# Recorded information:
►
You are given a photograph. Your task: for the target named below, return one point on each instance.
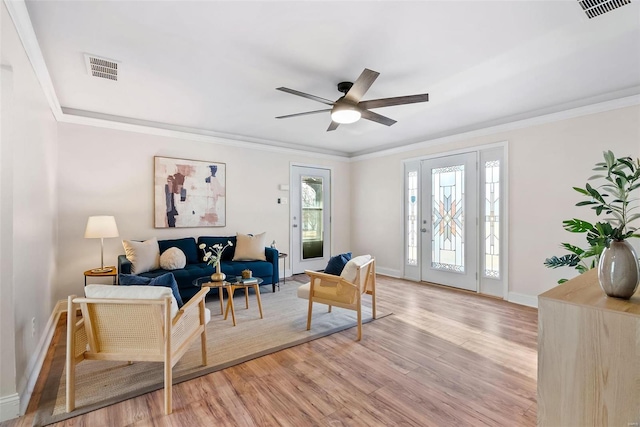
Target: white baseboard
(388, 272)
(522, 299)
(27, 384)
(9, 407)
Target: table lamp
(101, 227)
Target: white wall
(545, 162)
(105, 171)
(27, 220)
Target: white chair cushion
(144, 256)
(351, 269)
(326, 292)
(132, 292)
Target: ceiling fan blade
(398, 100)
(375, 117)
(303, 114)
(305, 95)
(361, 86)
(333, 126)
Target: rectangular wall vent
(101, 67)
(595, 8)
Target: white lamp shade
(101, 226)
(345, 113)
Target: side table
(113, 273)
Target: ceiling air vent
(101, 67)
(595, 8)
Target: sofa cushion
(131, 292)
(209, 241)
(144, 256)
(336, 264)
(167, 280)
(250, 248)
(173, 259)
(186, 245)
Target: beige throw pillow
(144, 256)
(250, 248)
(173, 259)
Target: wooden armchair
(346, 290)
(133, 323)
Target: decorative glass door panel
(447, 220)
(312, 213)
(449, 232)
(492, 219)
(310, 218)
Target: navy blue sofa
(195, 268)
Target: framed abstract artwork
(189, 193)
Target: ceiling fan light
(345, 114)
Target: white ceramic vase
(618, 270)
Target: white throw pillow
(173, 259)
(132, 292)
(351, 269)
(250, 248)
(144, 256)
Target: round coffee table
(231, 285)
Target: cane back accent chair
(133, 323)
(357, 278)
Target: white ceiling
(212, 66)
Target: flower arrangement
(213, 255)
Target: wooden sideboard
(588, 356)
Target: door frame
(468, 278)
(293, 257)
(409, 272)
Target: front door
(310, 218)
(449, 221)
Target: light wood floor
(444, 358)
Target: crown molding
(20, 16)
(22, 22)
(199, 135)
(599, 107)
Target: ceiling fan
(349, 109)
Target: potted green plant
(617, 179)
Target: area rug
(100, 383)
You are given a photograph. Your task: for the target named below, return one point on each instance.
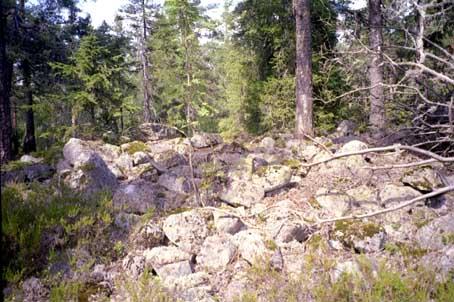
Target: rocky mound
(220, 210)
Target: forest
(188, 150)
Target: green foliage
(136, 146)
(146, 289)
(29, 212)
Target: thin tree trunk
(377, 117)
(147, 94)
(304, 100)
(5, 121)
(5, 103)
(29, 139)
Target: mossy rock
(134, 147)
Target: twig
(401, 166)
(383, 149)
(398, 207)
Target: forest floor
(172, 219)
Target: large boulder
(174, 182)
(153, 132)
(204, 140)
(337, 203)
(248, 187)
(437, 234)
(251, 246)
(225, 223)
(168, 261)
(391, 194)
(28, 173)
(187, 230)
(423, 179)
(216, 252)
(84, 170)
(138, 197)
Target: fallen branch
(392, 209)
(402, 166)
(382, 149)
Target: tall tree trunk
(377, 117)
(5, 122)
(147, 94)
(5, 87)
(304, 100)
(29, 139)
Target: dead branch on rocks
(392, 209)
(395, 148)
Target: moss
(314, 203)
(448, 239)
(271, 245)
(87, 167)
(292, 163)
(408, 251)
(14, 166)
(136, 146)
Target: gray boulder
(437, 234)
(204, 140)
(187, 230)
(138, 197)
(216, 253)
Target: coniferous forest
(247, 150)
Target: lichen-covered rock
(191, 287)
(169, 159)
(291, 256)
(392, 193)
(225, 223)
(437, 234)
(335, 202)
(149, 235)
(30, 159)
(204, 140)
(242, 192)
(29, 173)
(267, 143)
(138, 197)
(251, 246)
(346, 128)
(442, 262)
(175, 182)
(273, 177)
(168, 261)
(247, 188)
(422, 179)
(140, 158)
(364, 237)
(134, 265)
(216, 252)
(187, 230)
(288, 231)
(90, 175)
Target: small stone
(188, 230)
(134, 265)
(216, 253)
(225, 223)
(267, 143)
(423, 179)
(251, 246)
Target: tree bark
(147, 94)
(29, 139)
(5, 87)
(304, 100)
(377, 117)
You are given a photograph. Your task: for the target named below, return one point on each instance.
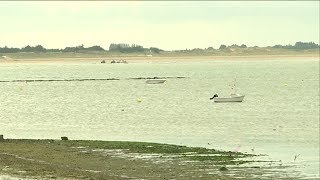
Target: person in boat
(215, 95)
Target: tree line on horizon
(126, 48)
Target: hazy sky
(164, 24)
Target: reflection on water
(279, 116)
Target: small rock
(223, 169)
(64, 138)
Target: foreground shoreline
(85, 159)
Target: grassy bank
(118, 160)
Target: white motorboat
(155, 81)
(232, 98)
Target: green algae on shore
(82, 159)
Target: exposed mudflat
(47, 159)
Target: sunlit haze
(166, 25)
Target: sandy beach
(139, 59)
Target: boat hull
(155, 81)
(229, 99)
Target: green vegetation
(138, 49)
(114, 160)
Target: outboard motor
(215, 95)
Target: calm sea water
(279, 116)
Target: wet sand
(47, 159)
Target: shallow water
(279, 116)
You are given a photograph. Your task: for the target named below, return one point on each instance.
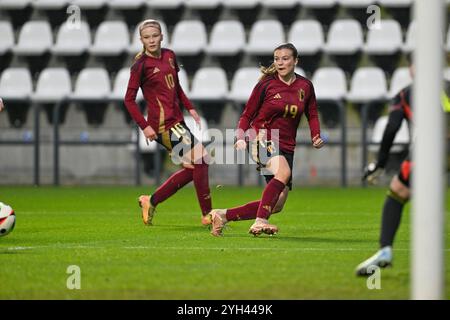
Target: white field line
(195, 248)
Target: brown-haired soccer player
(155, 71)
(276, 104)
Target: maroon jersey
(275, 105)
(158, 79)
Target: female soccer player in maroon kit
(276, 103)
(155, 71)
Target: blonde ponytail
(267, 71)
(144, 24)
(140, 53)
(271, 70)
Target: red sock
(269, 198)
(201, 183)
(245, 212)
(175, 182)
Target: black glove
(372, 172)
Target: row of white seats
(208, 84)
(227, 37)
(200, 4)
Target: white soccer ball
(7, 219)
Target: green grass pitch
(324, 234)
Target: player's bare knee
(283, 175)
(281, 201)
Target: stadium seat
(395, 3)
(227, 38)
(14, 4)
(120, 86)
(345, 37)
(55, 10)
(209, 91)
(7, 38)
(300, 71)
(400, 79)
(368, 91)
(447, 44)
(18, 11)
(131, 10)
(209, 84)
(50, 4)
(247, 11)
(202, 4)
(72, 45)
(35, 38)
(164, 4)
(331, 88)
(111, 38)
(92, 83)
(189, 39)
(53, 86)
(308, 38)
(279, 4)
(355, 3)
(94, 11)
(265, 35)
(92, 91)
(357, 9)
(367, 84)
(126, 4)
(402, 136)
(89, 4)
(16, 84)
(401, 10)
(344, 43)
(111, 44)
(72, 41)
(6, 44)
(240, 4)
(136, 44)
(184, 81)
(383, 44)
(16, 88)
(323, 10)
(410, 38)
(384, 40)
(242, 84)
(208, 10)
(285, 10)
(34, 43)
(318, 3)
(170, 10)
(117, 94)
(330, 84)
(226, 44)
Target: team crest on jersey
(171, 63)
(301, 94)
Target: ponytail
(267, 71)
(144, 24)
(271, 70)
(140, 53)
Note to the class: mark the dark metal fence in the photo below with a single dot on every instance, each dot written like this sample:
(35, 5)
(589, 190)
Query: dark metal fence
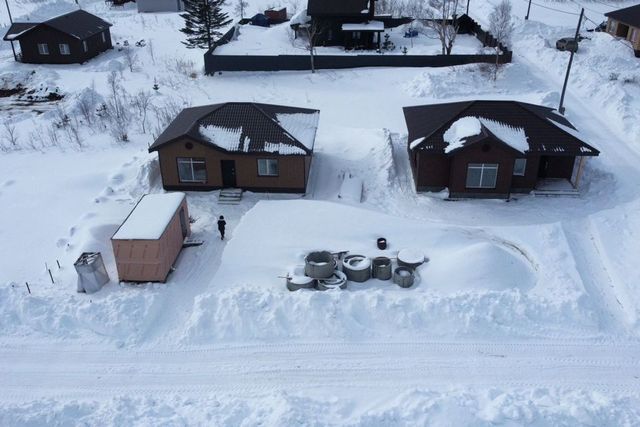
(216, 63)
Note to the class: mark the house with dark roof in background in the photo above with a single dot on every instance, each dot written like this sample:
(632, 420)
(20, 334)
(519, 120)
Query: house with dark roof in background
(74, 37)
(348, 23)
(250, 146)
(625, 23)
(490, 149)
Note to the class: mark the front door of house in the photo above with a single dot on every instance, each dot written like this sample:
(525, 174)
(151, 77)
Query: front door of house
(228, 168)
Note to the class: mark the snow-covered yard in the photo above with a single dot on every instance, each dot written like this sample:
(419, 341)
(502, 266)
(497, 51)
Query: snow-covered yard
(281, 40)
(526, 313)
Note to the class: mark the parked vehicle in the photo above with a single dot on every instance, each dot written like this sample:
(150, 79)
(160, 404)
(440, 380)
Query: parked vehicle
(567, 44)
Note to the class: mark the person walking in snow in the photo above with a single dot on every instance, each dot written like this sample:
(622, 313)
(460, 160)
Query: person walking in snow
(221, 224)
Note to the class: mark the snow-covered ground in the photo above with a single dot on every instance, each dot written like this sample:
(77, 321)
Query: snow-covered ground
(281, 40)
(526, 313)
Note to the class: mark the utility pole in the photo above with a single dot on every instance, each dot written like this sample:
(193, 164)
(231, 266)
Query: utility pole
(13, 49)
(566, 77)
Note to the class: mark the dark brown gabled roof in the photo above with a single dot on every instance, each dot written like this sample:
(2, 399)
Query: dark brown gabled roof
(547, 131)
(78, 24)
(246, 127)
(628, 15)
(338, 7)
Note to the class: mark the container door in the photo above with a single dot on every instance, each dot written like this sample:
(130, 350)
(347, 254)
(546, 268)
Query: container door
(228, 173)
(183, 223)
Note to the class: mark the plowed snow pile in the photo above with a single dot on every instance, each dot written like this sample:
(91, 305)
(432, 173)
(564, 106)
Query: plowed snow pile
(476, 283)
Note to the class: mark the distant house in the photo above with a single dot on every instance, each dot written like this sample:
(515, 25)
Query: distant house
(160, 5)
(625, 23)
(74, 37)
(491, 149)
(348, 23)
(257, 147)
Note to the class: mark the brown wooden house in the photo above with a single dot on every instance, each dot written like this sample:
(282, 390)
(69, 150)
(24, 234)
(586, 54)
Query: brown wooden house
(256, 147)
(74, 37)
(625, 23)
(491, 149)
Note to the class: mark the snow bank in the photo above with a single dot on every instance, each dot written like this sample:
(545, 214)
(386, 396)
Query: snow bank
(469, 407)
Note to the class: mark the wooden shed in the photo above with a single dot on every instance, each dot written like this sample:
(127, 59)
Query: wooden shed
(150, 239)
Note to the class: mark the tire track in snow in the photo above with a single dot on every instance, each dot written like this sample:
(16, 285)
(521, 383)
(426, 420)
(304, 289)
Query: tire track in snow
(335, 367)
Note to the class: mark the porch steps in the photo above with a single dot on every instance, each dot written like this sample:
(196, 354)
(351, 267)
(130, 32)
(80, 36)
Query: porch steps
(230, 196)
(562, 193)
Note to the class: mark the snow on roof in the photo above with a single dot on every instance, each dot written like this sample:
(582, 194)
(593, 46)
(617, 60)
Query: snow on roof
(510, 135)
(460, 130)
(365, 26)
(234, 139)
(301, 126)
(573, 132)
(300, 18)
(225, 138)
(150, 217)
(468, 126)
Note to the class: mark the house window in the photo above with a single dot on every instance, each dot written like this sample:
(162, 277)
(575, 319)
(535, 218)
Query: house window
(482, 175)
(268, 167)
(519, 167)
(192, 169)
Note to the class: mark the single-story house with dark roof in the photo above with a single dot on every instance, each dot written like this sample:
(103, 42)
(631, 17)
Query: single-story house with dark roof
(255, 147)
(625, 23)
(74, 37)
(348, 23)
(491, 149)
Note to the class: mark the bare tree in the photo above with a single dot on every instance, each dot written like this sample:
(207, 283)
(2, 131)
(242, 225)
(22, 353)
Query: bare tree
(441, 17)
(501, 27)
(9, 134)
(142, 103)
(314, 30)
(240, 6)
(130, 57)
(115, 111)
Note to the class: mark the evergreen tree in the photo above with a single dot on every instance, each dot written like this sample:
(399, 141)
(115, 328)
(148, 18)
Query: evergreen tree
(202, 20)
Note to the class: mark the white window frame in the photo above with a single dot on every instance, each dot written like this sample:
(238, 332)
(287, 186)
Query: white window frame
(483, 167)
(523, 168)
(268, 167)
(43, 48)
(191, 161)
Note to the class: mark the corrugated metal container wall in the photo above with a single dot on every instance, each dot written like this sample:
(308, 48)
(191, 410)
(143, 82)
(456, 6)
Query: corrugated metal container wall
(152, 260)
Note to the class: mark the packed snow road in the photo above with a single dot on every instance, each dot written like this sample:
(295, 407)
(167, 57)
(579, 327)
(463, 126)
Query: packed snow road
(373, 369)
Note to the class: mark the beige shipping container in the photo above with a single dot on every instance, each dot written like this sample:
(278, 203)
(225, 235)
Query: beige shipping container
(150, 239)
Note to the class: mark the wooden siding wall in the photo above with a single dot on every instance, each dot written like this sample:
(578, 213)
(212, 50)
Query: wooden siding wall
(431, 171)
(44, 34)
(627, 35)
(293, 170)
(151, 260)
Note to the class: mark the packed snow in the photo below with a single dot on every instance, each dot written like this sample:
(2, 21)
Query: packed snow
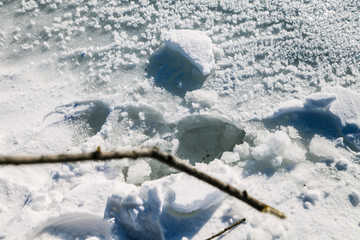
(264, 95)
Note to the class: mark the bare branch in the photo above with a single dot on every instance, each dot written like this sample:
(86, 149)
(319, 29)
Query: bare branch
◄
From the line containing "Query: wooden siding wall" through the last line of the entries, both included, print each line exactly and omit any picture.

# Answer:
Query: wooden siding wall
(431, 171)
(44, 34)
(627, 35)
(293, 170)
(151, 260)
Note to the class: mark the packed snow in the photo below with a single dot on every instance, each dot written like this sample:
(2, 21)
Query: packed snow
(264, 95)
Note to the class: mark the bare branch in the photo above with a single dot on every instance, each dot written like this sample:
(86, 149)
(319, 29)
Query: bare branch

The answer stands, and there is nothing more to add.